Written instruction:
Copy out the material below, swapping each occurrence of "marker" for "pin" and changing nothing else. Leave the pictures out of your copy.

Entries:
—————

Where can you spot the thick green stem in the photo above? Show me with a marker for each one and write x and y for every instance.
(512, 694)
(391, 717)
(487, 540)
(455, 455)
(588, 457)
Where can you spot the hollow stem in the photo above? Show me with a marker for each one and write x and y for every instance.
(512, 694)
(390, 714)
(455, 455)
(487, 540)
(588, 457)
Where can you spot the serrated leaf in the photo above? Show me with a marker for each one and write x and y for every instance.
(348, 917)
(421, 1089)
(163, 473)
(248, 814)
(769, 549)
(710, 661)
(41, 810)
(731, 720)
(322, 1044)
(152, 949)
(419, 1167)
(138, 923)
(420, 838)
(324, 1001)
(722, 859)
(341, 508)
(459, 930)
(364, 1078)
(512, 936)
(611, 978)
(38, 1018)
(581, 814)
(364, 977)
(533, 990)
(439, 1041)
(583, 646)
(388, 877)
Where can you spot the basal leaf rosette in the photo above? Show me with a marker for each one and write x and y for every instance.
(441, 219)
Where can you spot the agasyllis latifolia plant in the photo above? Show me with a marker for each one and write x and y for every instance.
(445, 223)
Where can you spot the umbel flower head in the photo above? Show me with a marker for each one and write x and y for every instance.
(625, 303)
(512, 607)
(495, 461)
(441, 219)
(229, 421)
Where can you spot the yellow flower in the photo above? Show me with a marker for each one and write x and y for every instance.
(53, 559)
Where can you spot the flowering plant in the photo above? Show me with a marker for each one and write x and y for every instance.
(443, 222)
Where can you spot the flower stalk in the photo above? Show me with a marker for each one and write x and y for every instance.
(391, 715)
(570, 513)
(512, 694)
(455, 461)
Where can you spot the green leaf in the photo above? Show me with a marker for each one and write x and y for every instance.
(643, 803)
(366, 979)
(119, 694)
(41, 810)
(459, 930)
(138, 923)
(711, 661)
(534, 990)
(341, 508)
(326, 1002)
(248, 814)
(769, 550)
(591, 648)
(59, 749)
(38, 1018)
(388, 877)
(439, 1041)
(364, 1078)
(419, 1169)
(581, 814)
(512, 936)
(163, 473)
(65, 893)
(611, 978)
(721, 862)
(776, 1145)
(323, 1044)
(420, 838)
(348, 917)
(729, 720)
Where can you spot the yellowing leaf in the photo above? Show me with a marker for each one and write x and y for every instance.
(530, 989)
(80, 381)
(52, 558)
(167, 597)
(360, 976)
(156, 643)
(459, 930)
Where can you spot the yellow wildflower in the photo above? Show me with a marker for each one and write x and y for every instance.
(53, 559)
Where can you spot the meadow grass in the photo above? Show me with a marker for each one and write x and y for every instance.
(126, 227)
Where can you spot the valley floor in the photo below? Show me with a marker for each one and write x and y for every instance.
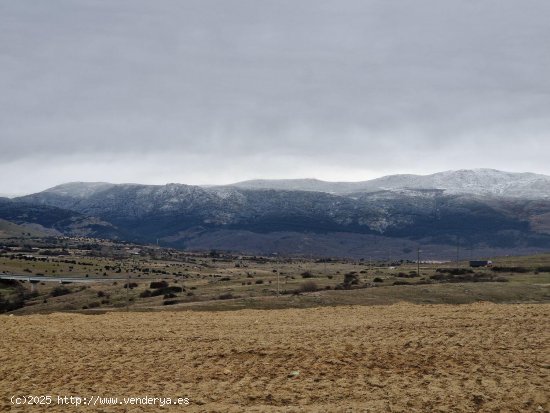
(397, 358)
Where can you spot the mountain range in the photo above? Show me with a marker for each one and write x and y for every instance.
(486, 211)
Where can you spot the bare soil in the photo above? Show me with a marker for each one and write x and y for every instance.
(397, 358)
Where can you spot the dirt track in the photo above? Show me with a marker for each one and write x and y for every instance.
(468, 358)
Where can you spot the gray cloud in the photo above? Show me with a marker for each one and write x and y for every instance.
(239, 89)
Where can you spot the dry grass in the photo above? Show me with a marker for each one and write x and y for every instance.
(401, 358)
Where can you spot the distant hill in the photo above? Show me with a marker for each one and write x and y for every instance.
(475, 182)
(49, 220)
(11, 230)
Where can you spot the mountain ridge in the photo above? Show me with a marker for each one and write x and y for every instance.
(478, 207)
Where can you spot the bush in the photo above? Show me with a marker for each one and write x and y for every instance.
(308, 287)
(166, 290)
(510, 269)
(59, 291)
(145, 294)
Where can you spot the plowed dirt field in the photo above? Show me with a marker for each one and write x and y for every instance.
(398, 358)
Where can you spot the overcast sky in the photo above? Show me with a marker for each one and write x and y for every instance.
(217, 91)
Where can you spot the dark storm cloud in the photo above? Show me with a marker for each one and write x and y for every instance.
(407, 85)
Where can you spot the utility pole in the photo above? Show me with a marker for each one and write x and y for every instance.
(457, 251)
(127, 291)
(278, 282)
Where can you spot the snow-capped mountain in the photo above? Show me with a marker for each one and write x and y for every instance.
(466, 181)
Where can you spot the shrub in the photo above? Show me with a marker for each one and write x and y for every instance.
(166, 290)
(145, 294)
(59, 291)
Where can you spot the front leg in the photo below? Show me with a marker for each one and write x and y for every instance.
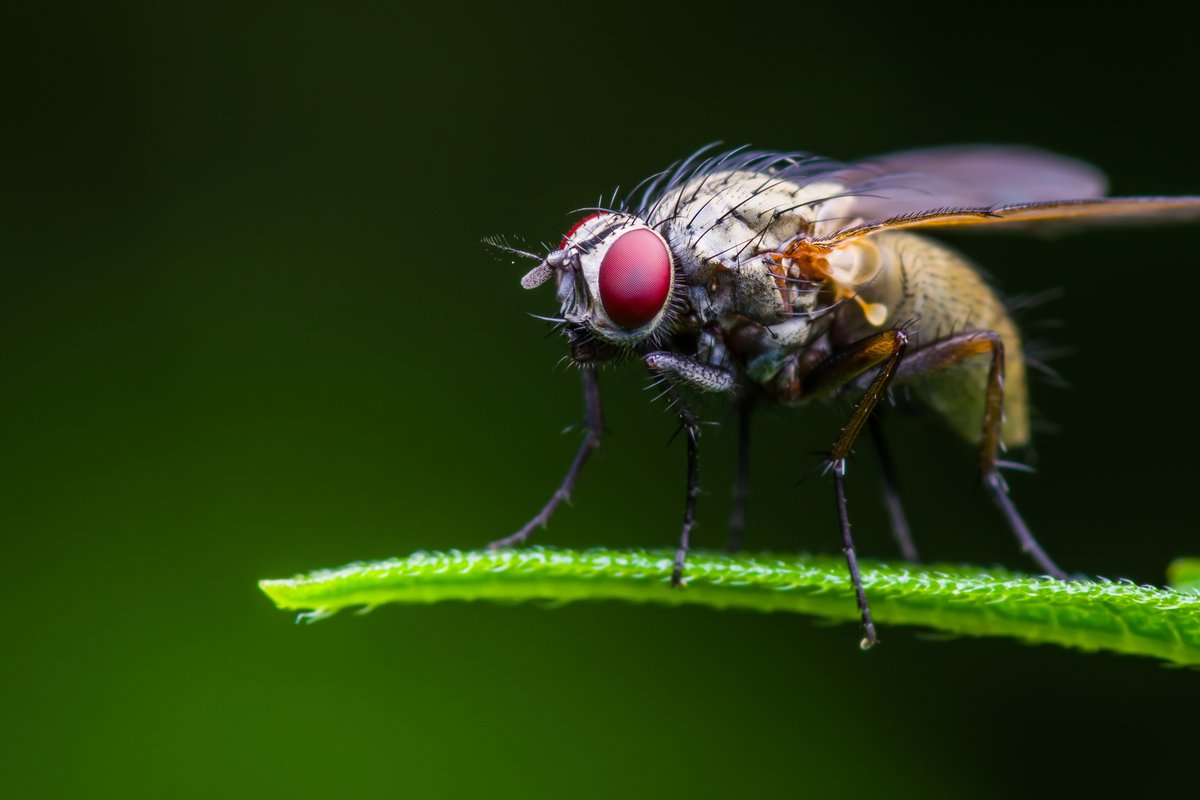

—————

Answer below:
Where can you spot the thick green stem in the photo above? Show me with a pin for each one and write x and y for every instance.
(512, 694)
(391, 717)
(487, 540)
(455, 455)
(588, 457)
Where can you spot the hollow stem in the photo above? Show me with a pin for each one and write x and y for every instance.
(512, 694)
(390, 714)
(455, 455)
(487, 540)
(588, 457)
Where can you spot the serrated leaf in the photo above? Show me with a pin for each one and write x and y for every instance.
(348, 917)
(421, 1089)
(163, 473)
(248, 814)
(769, 549)
(710, 661)
(41, 810)
(731, 720)
(322, 1044)
(152, 949)
(419, 1167)
(138, 923)
(420, 838)
(324, 1001)
(722, 859)
(341, 508)
(459, 930)
(364, 1078)
(512, 936)
(611, 978)
(38, 1018)
(581, 814)
(364, 977)
(533, 990)
(439, 1041)
(583, 646)
(388, 877)
Where can you spot the basal leaf rosette in the photo above? Show me with a pin for each one and write x and y for every instance.
(441, 219)
Where can you spot the agasyllis latifolia plant in the photo above? Show me with a pin for each one and write x and y for every instance.
(445, 223)
Where can you spot the umbel flower head in the photo above? Show me with a pin for each one and write x and y for every instance.
(625, 303)
(512, 607)
(495, 461)
(441, 219)
(229, 421)
Where can you spot the yellow flower in the photo above? Show me with a pin for each one and write x and y for every instance.
(53, 559)
Where can you spot the flowering plant in the photo above? Show me with a pin for each one and write x and y for every instance.
(443, 222)
Where can you spot the flower stalk in the photo above? Show me with a pin for each one and write x and y for every instance.
(391, 715)
(570, 513)
(512, 694)
(455, 461)
Where can you spot the green leaf in the photo above? Show me with a pin for each one and write x and y for every instance.
(643, 803)
(366, 979)
(119, 694)
(41, 810)
(459, 930)
(138, 923)
(711, 661)
(534, 990)
(341, 508)
(326, 1002)
(248, 814)
(769, 550)
(591, 648)
(59, 749)
(38, 1018)
(388, 877)
(439, 1041)
(364, 1078)
(419, 1169)
(581, 814)
(512, 936)
(163, 473)
(65, 893)
(611, 978)
(721, 862)
(776, 1145)
(323, 1044)
(420, 838)
(348, 917)
(729, 720)
Where can you spot the yellowing leaf in the photo above? Show me with a pin for each one and write x and y for every instance.
(530, 989)
(80, 381)
(52, 558)
(167, 597)
(360, 976)
(156, 643)
(459, 930)
Where can you spot the yellow wildflower in the photo above? Show me with a pin for each one and write x and y for every instance.
(53, 559)
Where can you spot the meadow grass in the photo above? Show me with a pin for each one and write x and y for every instance.
(126, 227)
Where can you spot the valley floor in the photo below? Show me with a pin for each one and write x and y for every instance.
(397, 358)
Where can you spot the mountain range in the photo above? Show me with a pin for each one and write x and y for every instance.
(486, 211)
Where can you spot the bare soil in the photo above? Show me with a pin for each one and write x and y for every instance.
(397, 358)
Where can you spot the dirt track in the photo above? Show me with a pin for each one and write x and y for every instance.
(468, 358)
Where can you spot the gray cloud in the photo above? Show me with a pin for each one and write x and y for every instance.
(239, 89)
Where can you spot the dry grass in the photo above? Show me with a pin for each one and write x and y for every instance.
(401, 358)
Where can you spot the distant hill in the photo above? Show me with a pin for each one and write x and y for every instance.
(475, 182)
(49, 220)
(11, 230)
Where can you spot the mountain ridge in the photo above? Show me with a pin for each one and write x and y for every instance.
(478, 207)
Where can you spot the bush in the photo above? Show me with a pin for each one and write x and y for every instance.
(308, 287)
(166, 290)
(510, 269)
(59, 291)
(145, 294)
Where can you spot the plowed dirt field in the photo above? Show me with a pin for each one and write x and y for every instance.
(398, 358)
Where can you spot the overcast sky in the photo above? Show me with a pin for each one and write x and y for every instance.
(217, 91)
Where can you spot the dark storm cloud in the photo above? Show me with a pin for each one and write x and y for every instance.
(407, 85)
Where can you spot the utility pole in the photo above? Show me with a pin for each one and write x and y for every instance.
(457, 251)
(127, 291)
(278, 282)
Where can you spot the snow-capped mountain in the photo above? Show me with a pin for each one and write x and y for every instance.
(466, 181)
Where can you spot the shrub in the photo above? Show me with a pin for each one and write x and y for every instance.
(166, 290)
(145, 294)
(59, 291)
Where can you spot the front leg in the photo below? Show me with a pin for each one and write x and y for every instance.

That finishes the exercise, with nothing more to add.